* _資料に関する設問_
(a) 本文抜粋で、不動産投資型クラウドファンディングの1つ目の仕組みとして挙げられているものは何ですか。
(b) 本文抜粋のうち、「不動産投資型クラウドファンディングとは、」から始まり「と同様に物件選びは重要です。」で終わる部分を、一字一句変えずに返してください。

* _本文抜粋_
|---|

不動産クラウドファンディング

不動産投資型クラウドファンディングとは?物件種類別に徹底解説!

2020/09/29
不動産投資型クラウドファンディングとは?物件種類別に徹底解説!

不動産投資型クラウドファンディングとは、複数の投資家から投資資金を募集し、借り手が投資家の代わりに不動産投資で得た利益を分配する投資手法です。元手が少ない人や不動産に詳しくない人でもはじめやすいため、近年注目を集めています。

しかし、実はクラウドファンディングにおいても、現物投資と同様に物件選びは重要です。

そこで本記事では、投資を成功に導くためのポイントを交えながら、不動産投資型のクラウドファンディングを物件別に解説します。

不動産投資型クラウドファンディングとは?

不動産投資型のクラウドファンディングには、主に2つの仕組みがあります。それぞれのシステムと今後の動向についてみていきましょう。

不動産投資型クラウドファンディングの仕組み

1つ目の仕組みは「不動産投資型(ファンド型)」です。
不動産投資型とは、投資家の出資により、投資先の上場や売却で利益報酬が得られる仕組みを指します。この場合の「利益」とは、不動産特定共同事業法に則した運用をおこなった結果による、「分配金」です

2つ目の仕組みは「融資型(ソーシャルレンディング)」です。

|---|

* _データセット資料_
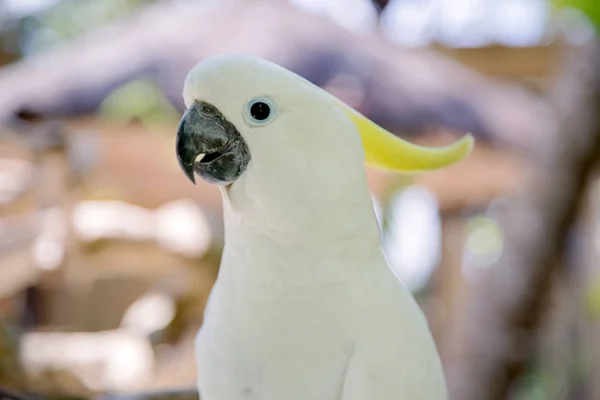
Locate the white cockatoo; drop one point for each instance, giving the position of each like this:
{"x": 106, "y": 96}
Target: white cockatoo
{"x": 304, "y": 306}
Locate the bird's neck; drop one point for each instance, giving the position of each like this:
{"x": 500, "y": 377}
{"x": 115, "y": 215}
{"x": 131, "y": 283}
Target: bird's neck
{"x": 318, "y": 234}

|---|

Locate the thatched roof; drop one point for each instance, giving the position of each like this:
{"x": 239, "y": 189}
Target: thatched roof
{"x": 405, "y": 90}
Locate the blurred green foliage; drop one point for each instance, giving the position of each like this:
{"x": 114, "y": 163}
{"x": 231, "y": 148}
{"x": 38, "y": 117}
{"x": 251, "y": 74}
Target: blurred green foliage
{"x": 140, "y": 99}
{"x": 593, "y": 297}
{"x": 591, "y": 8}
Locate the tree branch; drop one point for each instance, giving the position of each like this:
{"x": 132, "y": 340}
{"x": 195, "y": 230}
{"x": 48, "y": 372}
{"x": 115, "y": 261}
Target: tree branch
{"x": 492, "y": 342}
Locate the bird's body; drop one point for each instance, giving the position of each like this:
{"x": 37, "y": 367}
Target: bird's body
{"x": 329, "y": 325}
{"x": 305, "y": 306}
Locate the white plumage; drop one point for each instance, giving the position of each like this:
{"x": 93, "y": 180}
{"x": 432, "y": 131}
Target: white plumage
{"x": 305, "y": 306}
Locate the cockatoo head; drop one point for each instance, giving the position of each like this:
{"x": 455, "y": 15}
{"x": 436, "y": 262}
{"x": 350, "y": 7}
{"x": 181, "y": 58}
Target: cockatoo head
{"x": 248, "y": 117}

|---|

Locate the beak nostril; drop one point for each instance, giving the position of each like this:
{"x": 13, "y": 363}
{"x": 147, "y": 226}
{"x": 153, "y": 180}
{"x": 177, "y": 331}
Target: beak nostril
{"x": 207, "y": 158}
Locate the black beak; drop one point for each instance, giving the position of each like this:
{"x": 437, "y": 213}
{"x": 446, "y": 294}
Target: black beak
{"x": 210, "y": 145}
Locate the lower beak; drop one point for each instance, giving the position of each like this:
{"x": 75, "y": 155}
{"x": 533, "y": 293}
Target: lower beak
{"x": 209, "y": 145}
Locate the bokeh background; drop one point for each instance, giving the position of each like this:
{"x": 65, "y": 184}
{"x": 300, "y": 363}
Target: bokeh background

|---|

* _解答一覧_
(a) 不動産投資型(ファンド型)です。

(b)
不動産投資型クラウドファンディングとは、複数の投資家から投資資金を募集し、借り手が投資家の代わりに不動産投資で得た利益を分配する投資手法です。元手が少ない人や不動産に詳しくない人でもはじめやすいため、近年注目を集めています。

しかし、実はクラウドファンディングにおいても、現物投資と同様に物件選びは重要です。